» Task statement
Beginning with the line below that contains "box: [0, 3, 83, 50]" and ending with the line that contains "positive clicks: (122, 93) (163, 34)", copy every line exactly. Copy nothing else.

» Input records
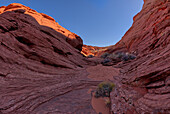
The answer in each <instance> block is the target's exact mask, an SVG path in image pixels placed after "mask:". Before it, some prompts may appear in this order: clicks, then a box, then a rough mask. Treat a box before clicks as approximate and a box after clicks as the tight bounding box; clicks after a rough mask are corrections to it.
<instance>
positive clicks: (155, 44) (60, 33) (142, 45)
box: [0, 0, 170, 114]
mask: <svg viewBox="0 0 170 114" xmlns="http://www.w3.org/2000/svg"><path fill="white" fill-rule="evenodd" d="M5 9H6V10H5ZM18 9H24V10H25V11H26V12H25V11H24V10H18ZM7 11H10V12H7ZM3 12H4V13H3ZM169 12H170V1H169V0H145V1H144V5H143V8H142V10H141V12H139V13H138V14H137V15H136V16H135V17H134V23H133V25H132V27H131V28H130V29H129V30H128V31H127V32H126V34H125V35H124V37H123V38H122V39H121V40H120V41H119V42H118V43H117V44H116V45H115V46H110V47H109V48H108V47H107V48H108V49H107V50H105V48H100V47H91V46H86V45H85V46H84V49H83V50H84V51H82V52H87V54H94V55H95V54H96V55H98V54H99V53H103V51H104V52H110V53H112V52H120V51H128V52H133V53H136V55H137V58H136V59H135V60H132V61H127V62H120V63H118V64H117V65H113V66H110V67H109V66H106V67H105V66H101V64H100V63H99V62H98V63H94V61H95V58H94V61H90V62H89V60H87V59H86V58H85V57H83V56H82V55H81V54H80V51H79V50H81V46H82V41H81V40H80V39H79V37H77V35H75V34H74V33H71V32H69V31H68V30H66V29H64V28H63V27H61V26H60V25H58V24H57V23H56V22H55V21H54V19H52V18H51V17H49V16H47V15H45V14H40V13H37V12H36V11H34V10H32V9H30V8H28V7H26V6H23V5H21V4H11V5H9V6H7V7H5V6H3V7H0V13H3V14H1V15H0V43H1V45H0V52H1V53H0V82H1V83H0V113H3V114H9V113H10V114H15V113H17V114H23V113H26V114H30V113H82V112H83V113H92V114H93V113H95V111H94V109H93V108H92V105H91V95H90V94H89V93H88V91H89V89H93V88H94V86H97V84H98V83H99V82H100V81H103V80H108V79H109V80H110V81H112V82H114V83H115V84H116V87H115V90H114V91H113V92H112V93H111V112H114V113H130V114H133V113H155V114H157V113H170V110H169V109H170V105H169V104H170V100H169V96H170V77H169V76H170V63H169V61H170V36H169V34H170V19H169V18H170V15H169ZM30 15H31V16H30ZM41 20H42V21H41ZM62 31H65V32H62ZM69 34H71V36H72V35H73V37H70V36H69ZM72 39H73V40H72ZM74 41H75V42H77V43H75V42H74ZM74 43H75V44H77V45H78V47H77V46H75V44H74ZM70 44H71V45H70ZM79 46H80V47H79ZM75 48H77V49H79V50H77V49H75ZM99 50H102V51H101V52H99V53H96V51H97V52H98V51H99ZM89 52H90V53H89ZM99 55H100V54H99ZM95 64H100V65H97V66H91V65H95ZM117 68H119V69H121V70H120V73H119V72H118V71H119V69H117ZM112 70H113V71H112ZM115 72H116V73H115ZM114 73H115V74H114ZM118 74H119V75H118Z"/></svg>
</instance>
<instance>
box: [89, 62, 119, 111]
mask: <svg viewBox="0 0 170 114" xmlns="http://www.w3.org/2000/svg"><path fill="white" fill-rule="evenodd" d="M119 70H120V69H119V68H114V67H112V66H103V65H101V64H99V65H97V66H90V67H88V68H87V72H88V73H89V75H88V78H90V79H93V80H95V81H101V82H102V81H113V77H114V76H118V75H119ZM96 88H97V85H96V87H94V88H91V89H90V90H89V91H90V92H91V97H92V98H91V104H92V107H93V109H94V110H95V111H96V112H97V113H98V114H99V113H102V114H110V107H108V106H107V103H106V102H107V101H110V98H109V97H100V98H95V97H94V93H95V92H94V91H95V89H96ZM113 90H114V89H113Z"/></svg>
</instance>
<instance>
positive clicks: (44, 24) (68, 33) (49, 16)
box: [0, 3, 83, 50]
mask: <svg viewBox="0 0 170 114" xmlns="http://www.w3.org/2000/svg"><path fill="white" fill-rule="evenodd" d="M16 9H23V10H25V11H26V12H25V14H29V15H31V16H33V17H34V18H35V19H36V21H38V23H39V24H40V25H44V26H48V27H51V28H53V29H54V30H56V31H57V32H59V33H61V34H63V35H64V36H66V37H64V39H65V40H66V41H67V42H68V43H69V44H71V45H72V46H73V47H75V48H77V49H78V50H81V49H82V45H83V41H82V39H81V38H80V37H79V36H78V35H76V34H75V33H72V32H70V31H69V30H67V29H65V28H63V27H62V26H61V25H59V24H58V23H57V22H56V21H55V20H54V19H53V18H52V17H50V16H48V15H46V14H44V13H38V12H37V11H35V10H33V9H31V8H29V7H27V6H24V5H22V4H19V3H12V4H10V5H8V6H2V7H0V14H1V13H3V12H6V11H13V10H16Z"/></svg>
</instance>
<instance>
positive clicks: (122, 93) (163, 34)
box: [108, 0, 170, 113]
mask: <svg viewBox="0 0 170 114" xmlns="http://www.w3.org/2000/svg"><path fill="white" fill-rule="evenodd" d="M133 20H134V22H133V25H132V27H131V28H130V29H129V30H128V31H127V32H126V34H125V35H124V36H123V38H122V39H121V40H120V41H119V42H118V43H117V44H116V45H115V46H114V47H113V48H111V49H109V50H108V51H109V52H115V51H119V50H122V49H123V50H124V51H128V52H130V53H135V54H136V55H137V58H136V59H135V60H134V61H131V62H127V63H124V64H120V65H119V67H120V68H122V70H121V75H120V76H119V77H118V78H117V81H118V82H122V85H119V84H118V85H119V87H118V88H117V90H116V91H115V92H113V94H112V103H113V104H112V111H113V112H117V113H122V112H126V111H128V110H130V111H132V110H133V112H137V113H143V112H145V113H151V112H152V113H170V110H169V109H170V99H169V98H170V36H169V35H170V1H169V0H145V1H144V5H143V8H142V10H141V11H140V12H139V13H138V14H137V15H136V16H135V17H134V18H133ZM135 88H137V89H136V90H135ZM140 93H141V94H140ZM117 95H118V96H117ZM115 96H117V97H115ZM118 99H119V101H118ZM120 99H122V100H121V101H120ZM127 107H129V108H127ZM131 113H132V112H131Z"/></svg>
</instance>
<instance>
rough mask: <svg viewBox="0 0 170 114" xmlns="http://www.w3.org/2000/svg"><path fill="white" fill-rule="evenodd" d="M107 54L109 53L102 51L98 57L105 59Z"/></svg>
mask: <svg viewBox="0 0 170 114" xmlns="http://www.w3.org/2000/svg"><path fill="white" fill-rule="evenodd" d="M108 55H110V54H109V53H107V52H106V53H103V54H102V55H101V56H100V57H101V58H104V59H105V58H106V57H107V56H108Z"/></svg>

---

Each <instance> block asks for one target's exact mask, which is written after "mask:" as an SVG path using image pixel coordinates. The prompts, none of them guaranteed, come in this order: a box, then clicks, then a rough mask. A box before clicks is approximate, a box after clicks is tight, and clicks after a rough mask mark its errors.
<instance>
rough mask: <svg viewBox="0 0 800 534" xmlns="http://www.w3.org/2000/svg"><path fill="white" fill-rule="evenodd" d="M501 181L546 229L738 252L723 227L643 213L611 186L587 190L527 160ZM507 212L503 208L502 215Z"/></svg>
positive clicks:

...

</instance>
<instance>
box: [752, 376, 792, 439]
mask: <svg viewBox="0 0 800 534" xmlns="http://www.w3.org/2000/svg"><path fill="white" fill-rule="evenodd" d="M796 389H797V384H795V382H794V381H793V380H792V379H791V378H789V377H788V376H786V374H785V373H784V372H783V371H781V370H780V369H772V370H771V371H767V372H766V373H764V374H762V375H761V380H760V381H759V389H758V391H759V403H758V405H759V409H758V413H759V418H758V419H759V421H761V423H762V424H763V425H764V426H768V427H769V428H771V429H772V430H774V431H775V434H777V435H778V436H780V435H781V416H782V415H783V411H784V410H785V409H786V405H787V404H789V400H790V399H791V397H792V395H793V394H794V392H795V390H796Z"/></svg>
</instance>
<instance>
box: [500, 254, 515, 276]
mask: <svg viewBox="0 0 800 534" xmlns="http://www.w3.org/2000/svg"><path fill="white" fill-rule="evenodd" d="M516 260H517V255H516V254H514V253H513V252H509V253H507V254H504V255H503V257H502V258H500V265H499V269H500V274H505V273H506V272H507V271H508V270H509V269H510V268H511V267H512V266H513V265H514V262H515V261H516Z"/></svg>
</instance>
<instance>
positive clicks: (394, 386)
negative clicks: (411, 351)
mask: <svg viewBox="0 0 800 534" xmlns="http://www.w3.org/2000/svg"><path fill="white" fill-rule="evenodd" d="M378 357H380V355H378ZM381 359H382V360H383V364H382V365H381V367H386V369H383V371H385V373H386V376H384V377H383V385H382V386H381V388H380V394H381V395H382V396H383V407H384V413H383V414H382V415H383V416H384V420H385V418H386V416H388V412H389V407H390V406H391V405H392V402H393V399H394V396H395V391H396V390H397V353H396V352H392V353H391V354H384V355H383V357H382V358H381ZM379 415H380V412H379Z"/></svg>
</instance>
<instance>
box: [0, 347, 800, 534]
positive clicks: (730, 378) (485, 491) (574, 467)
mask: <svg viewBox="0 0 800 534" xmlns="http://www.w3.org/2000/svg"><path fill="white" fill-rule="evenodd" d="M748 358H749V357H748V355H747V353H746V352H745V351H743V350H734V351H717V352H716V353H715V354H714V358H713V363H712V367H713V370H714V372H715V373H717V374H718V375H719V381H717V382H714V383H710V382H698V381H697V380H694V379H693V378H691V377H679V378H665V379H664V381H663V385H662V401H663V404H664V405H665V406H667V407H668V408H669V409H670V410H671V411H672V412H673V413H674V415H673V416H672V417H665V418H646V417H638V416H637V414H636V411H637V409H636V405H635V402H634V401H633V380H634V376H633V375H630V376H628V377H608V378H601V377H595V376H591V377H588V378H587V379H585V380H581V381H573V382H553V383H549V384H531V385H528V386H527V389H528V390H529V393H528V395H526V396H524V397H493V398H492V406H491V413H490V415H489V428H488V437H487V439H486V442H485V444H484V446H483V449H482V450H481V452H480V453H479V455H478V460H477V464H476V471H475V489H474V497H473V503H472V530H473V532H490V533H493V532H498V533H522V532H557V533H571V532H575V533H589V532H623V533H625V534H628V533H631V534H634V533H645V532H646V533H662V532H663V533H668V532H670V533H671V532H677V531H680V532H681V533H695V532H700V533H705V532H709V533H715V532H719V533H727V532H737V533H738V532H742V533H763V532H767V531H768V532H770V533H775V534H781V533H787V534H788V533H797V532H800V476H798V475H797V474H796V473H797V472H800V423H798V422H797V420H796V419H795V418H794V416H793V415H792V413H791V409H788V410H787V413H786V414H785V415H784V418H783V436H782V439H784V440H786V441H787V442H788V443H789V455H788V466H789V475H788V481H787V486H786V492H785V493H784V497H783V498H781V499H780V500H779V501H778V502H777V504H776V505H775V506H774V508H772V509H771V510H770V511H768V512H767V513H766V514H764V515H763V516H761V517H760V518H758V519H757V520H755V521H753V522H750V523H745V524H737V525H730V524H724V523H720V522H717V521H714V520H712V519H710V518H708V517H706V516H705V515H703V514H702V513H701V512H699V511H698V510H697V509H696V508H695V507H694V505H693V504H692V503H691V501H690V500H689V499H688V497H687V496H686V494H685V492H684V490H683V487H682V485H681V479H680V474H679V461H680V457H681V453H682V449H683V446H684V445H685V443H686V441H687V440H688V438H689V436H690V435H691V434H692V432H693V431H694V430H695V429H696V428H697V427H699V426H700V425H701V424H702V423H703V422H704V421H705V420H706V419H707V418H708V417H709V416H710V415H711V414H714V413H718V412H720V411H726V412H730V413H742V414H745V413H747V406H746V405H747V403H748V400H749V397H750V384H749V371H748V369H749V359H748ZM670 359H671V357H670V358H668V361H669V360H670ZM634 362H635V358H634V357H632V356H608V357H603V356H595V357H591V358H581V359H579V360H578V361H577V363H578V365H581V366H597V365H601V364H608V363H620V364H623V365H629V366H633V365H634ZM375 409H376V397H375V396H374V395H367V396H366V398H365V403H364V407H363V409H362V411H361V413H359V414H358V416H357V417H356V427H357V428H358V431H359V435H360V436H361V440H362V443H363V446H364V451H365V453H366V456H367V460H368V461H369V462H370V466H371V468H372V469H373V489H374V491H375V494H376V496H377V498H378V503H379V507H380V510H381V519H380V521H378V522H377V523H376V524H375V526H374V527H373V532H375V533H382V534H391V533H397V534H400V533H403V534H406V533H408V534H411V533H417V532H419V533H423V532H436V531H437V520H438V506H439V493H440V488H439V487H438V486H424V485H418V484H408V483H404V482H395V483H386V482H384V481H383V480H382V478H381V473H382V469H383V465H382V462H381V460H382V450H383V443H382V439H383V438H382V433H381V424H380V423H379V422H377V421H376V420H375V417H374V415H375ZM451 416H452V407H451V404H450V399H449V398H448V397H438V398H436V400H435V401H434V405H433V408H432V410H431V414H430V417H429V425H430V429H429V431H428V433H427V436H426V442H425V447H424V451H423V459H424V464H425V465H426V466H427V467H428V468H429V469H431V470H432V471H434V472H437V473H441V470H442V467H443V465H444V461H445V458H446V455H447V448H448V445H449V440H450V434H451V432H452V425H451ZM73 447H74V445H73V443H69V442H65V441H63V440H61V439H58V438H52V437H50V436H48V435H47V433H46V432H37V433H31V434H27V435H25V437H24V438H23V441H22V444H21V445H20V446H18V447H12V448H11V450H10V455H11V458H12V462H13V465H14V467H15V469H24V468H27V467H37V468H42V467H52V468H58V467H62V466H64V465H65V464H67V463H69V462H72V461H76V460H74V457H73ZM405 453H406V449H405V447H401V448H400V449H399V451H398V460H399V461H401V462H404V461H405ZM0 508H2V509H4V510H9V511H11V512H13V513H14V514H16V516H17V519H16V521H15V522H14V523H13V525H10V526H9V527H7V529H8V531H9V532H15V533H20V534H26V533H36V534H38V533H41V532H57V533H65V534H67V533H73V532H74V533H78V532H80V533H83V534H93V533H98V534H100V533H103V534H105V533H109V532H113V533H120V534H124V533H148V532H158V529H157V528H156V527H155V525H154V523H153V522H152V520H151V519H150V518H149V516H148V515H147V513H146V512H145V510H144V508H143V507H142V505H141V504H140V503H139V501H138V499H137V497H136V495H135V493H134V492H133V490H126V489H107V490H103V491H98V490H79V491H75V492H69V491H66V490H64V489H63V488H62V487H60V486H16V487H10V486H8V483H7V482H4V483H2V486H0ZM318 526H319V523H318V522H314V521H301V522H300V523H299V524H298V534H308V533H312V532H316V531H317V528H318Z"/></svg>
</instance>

» Written reply
box: [0, 3, 83, 50]
mask: <svg viewBox="0 0 170 114" xmlns="http://www.w3.org/2000/svg"><path fill="white" fill-rule="evenodd" d="M16 9H23V10H25V11H26V12H25V14H29V15H31V16H33V17H34V18H35V19H36V21H38V23H39V24H40V25H44V26H48V27H51V28H53V29H54V30H56V31H57V32H59V33H61V34H63V35H64V36H66V37H64V39H65V40H66V41H67V42H68V43H69V44H71V45H72V46H73V47H75V48H77V49H78V50H81V49H82V45H83V41H82V39H81V38H80V37H79V36H78V35H76V34H75V33H72V32H70V31H69V30H67V29H65V28H63V27H62V26H61V25H59V24H58V23H57V22H56V21H55V20H54V19H53V18H52V17H50V16H48V15H46V14H44V13H38V12H37V11H35V10H33V9H31V8H29V7H27V6H24V5H22V4H19V3H12V4H10V5H8V6H2V7H0V14H1V13H3V12H6V11H13V10H16Z"/></svg>
</instance>
<instance>
positive clicks: (122, 93) (163, 34)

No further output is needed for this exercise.